TASK PROMPT:
Repeat each line of the material exactly.

DATA FOR THE TASK:
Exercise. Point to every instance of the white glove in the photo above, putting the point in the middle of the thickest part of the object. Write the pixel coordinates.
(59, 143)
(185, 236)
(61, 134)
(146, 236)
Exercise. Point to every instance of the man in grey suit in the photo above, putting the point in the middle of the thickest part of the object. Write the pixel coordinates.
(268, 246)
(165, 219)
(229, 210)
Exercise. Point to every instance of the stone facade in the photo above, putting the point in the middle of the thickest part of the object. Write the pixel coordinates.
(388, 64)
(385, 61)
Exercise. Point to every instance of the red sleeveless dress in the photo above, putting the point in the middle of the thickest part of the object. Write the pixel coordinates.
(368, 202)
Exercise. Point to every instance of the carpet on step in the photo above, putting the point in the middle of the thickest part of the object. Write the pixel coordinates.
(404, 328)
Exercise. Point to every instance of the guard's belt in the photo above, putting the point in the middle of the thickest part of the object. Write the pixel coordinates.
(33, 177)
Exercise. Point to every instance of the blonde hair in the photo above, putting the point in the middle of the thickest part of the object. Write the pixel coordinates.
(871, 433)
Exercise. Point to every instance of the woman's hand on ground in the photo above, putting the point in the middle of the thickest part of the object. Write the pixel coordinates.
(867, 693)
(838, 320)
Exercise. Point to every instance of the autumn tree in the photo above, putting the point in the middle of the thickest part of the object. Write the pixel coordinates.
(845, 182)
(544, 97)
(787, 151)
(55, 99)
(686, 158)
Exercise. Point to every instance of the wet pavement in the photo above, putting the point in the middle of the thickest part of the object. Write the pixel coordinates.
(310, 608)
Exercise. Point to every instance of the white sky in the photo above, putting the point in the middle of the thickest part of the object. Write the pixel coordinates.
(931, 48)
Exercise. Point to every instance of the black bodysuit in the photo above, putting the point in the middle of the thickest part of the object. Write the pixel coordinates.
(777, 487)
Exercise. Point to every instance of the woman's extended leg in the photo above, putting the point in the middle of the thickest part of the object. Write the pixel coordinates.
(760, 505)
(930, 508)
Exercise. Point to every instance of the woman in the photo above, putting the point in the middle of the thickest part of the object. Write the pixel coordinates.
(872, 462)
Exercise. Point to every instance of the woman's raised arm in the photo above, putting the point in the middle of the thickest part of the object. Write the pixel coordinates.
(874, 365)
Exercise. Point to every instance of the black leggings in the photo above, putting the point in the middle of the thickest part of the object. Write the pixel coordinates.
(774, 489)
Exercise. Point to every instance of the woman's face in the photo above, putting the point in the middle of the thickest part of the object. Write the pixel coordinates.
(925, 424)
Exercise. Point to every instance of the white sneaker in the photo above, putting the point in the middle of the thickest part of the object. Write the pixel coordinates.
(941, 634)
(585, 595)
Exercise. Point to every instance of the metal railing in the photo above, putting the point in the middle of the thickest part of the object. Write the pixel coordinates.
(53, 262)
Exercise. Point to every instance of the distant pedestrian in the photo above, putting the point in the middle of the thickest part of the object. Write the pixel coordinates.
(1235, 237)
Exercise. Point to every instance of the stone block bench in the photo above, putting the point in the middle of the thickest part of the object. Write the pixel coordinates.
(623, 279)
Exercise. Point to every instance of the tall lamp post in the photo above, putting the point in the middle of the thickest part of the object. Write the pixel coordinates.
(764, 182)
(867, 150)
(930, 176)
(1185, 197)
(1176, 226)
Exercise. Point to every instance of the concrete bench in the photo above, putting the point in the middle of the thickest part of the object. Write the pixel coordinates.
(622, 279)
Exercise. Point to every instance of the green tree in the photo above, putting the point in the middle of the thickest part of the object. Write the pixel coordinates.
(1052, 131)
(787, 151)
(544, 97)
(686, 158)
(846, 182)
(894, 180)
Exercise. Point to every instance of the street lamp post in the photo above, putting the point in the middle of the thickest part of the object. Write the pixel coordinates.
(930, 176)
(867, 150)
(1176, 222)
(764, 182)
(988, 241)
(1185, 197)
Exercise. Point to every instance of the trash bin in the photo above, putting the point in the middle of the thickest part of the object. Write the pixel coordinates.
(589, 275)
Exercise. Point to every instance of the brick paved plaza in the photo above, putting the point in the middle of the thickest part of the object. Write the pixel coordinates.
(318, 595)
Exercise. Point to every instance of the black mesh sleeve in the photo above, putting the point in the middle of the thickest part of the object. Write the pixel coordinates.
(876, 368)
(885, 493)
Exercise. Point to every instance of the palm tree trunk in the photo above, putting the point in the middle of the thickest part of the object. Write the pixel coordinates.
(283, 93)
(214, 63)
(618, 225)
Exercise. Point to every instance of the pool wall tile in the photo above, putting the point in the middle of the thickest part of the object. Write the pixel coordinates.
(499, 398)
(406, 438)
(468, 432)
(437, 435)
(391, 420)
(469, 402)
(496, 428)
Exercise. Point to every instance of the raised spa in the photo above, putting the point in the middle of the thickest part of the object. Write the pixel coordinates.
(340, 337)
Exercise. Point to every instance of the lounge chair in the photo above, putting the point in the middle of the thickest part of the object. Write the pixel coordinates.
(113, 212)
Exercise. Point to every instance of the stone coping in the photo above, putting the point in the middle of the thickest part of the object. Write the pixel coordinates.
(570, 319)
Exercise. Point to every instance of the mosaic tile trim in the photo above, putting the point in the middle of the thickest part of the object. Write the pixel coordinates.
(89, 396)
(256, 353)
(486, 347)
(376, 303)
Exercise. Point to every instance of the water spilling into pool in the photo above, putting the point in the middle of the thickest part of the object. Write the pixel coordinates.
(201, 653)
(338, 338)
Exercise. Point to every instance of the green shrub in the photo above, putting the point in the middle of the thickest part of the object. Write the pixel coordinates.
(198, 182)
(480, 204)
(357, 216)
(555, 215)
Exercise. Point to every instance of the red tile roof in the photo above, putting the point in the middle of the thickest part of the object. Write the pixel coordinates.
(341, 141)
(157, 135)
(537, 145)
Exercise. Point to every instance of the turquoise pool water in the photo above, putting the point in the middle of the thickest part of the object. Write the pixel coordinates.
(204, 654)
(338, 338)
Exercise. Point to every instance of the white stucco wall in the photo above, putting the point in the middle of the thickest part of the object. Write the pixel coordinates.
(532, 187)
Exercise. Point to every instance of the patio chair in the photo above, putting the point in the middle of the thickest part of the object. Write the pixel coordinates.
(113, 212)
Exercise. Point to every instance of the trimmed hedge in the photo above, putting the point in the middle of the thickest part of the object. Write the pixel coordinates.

EXERCISE ANSWER:
Exercise. Point to every instance of the white glove in the photo above, putting the point in the middle of the thickest part of the object. Write the pixel coordinates.
(59, 143)
(185, 236)
(61, 134)
(146, 236)
Exercise. Point to every instance of the man in grey suit in the photo above, putting the point in the middle of the thickest part of the object. Write the pixel coordinates.
(268, 246)
(165, 219)
(229, 210)
Exercise. Point to every instance of the stone facade in the photo above, putting the point in the middle of the thickest part of the object. Write the pixel coordinates.
(388, 64)
(385, 61)
Exercise. Point to every instance of the red sleeveless dress in the photo above, putting the point in the middle of the thickest part of the object. Write the pixel coordinates.
(368, 202)
Exercise. Point to every instance of the carpet on step in the photo above, putting the point in the middle of the thickest part of the object. Write the pixel coordinates.
(404, 328)
Exercise. Point to every instance of the guard's belt in the photo above, putting the point in the middle of the thickest part of the object. Write the pixel coordinates.
(33, 177)
Exercise. Point to every instance of the blonde hair in the photo above, putting the point in the middle of the thickest part of the object. Write the pixel coordinates.
(871, 433)
Exercise. Point to every instance of the woman's hand on ground in the photo above, putting the point in the middle of the thickest part of the object. Write the pixel coordinates.
(867, 693)
(838, 320)
Exercise. Point to every instance of the autumn tree in the photo above, putting the point in the middle of the thickest part of the object. Write the pixel coordinates.
(845, 182)
(544, 97)
(787, 151)
(55, 99)
(686, 158)
Exercise. Point to every instance of the wet pavement in the photo above, putting the point in the middle of the thickest part of the object. Write the pixel coordinates.
(310, 608)
Exercise. Point to every instance of the white sky in the photo above, putting the point in the middle of the thickest part of the object. Write the pixel coordinates.
(931, 48)
Exercise. Point to every instance of the black bodysuit in the photo above, putting the point in the middle of the thickest part of the object. Write the pixel coordinates.
(777, 487)
Exercise. Point to every instance of the woman's extended leg in the photo above, putting the point in the middle of the thickest part of the object. Write the pixel coordinates.
(760, 505)
(930, 508)
Exercise. Point to every instance of the woman in the photo above, putting the point in the middle of the thickest part of the object. Write the pixel coordinates.
(872, 462)
Exercise. Point to every instance of the woman's raised arm in the photo above, putting the point in the middle of the thickest part of the object. Write the pixel coordinates.
(874, 365)
Exercise. Point to every instance of the black leggings in the photo above, putting the point in the middle of the thickest part of the object. Write the pixel coordinates.
(774, 489)
Exercise. Point to every instance of the woman's face in the photo above, putting the point in the middle of the thickest part of the object. Write the pixel coordinates.
(925, 424)
Exercise. Point to every instance of the white sneaker in the photo above, putting the point in the middle of the thickest part of the object. Write the pixel coordinates.
(941, 634)
(585, 595)
Exercise. Point to every instance of the metal railing in the photo above, putting the point in the middle of the thickest part of the object. Write the pixel coordinates.
(53, 262)
Exercise. Point to every instance of the distant pedestrian in the photo above, putting the point in the middle of the thickest part of the object. Write the pixel coordinates.
(1235, 237)
Exercise. Point to every instance of the stone block bench in the photo above, putting the point in the middle of the thickest part of the object. Write the pixel coordinates.
(623, 279)
Exercise. Point to every instance of the tall lamp post in the photo above, putting the point in the middle of the thickest part of the object. Write the pixel coordinates.
(764, 182)
(867, 150)
(930, 176)
(1185, 197)
(1176, 226)
Exercise. Point to every instance of the concrete bench in the photo above, putting the point in the middle of the thickest part of the object. Write the pixel coordinates.
(622, 279)
Exercise. Point to every instance of the green tree in the photo above, putting the point in the middle of the thickest part of the object. Write the pixel coordinates.
(1052, 131)
(787, 151)
(544, 97)
(686, 158)
(846, 182)
(894, 180)
Exercise. Point to every instance of the street lamp post in the photo above, putting the point in the middle of the thickest part of the object. Write the pixel coordinates.
(930, 176)
(867, 150)
(1176, 222)
(764, 182)
(988, 241)
(1185, 197)
Exercise. Point to every instance of the trash bin in the photo above, putting the point in the middle of the thickest part of the object. Write the pixel coordinates.
(589, 275)
Exercise. Point to every instance of the brick paved plaza in the photo above, putting the point in the middle of the thickest part of the object. Write the pixel coordinates.
(318, 595)
Exercise. Point to every instance of the black mesh sleeve in the photo above, putting the point in the middle of the thickest part of the object. Write the pixel coordinates.
(876, 368)
(885, 493)
Exercise. Point to every instance of the palm tree trunk in the photo above, putting the point in the middle of the thickest part of the object. Write the pixel coordinates.
(283, 93)
(214, 63)
(618, 225)
Exercise. Point to every instance of the pool wall tile in the photo above, putting the point in the middle of the thickest part of the object. Write the pixel coordinates.
(499, 398)
(406, 438)
(468, 432)
(437, 435)
(391, 420)
(469, 402)
(496, 428)
Exercise. Point to every instance of the raised spa in the photo above, putting the point in the middle of the thickest part of the object. Write the pixel coordinates.
(340, 337)
Exercise. Point to every instance of the lounge chair in the photo above, putting the point in the middle of the thickest part of the object. Write the pixel coordinates.
(113, 212)
Exercise. Point to every instance of the stone coping in the photo above, putting the point in the middle of the thickest part of the object. Write the pixel coordinates.
(570, 319)
Exercise. Point to every instance of the mosaic tile trim in the photo above, putting the point in the middle of the thickest part of the object. Write the pixel coordinates.
(89, 396)
(256, 353)
(486, 347)
(376, 303)
Exercise. Point to every instance of the water spilling into pool in the photo above, putting the point in the middle of the thickest part of the object. Write the pixel coordinates.
(201, 653)
(338, 338)
Exercise. Point to every instance of the green shrub in the photo above, putting the point in the middle of the thickest part of the object. Write the pixel coordinates.
(198, 182)
(480, 204)
(357, 216)
(555, 215)
Exercise. Point to every instance of the red tile roof in the photo above, putting the point in the middle of the thickest part of the object. Write the pixel coordinates.
(341, 141)
(157, 135)
(537, 145)
Exercise. Point to every instance of the turquoise pool water in the photo above, putting the point in the middle of the thickest part of the object. Write the pixel coordinates.
(204, 654)
(338, 338)
Exercise. Point to every instance of the white stucco wall in the photo above, putting the point in the middle of the thickest part of the object. Write the pixel coordinates.
(532, 187)
Exercise. Point to every instance of the patio chair in the photo above, putting the point in the middle of the thickest part of the object. Write the pixel coordinates.
(113, 212)
Exercise. Point to every instance of the trimmed hedge in the photo above, putting the point in the middle of the thickest part of the object. Write the pixel coordinates.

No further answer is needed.